• DESCRIPTION OF THE TASK: All of the entries are to be returned word for word.

• MATERIAL PROVIDED:
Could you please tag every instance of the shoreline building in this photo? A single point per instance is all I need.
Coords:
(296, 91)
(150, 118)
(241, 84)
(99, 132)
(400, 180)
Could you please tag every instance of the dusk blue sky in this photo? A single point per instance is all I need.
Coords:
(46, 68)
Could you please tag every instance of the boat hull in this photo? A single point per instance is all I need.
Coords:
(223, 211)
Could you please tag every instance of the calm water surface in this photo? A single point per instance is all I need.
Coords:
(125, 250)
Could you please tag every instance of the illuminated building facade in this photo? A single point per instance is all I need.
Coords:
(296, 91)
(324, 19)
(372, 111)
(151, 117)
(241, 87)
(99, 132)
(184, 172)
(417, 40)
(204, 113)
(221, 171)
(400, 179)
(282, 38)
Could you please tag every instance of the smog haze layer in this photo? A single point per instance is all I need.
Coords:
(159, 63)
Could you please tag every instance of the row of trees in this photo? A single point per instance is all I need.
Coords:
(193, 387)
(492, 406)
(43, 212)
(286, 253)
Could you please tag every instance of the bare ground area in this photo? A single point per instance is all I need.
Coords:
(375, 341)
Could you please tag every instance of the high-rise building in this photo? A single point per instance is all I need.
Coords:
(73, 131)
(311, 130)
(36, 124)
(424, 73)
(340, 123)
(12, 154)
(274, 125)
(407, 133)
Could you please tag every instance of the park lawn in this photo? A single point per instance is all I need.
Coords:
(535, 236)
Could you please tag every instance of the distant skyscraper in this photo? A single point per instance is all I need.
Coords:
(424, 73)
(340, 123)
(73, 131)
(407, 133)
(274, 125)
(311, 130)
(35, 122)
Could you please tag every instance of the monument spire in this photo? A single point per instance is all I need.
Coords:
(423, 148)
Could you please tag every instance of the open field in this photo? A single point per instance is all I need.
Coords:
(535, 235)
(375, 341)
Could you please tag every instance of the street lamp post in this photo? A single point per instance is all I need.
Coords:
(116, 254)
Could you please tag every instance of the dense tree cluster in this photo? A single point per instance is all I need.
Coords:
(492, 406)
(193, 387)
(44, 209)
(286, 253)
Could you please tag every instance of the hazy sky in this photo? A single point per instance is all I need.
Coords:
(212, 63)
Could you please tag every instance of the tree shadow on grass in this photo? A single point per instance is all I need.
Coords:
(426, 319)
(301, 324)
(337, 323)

• RESPONSE AREA:
Could you please tag every instance of the shoreline building in this photo? A single point per instance is all I need.
Coords:
(296, 91)
(150, 118)
(241, 84)
(99, 132)
(400, 180)
Could you please tag every instance of the dusk blue sky in this photo? A single point per instance is all I need.
Coords:
(46, 68)
Could you please tag every instance of the boat hull in this photo? A single point per instance is all I need.
Coords:
(223, 211)
Could you please tag every instance of the calm water surface in this photo? A single point per instance is all I need.
Coords:
(125, 250)
Could you please tag every instance of the illuminated building facade in this photo? A single point per instance is all I need.
Coords:
(296, 91)
(324, 19)
(372, 111)
(151, 117)
(241, 87)
(99, 132)
(184, 172)
(417, 40)
(204, 113)
(221, 171)
(400, 179)
(282, 38)
Could you please tag every instance of the smog haze layer in this photo? A single point per instance is all I need.
Coords:
(159, 63)
Could you please tag every instance of the row of trees in this photo? A single point per instance is all I need.
Coords:
(193, 387)
(492, 406)
(43, 212)
(286, 253)
Could you please tag every instance of the bare ground area in this photo? A single point per instance is all I need.
Coords:
(375, 341)
Could you please tag every instance of the high-rise building in this photo? A single point per instance is all I need.
Coords:
(73, 131)
(311, 130)
(36, 124)
(424, 73)
(340, 123)
(12, 154)
(274, 125)
(407, 133)
Could you please tag every instance of the park lawn in this photo? A single point per instance is all I need.
Coords:
(535, 236)
Could you please tag every instance of the distant skyscraper in this photo? A single point per instance is all I need.
Coords:
(424, 73)
(340, 123)
(73, 131)
(407, 133)
(274, 125)
(311, 130)
(35, 122)
Could you please tag every instance of the monument spire in this photo? A single point per instance is all I need.
Coords:
(423, 148)
Could you please tag every instance of the open field in this photo? A single point per instance is all I need.
Coords:
(535, 235)
(375, 341)
Could you please tag every instance of the street lamp post in this photo? A single point per instance is all I need.
Coords:
(116, 254)
Could you please tag every instance of the dense tree cluster in this photo? A single point per instance is all I need.
Coords:
(492, 406)
(193, 387)
(44, 209)
(286, 253)
Could you please tag every instance of the hazy sky in this photo? A single point per instance is all I need.
Coords:
(212, 63)
Could you please tag every instance of the tree shadow on grass in this photo? A single point per instance is all I need.
Coords:
(426, 319)
(301, 324)
(337, 323)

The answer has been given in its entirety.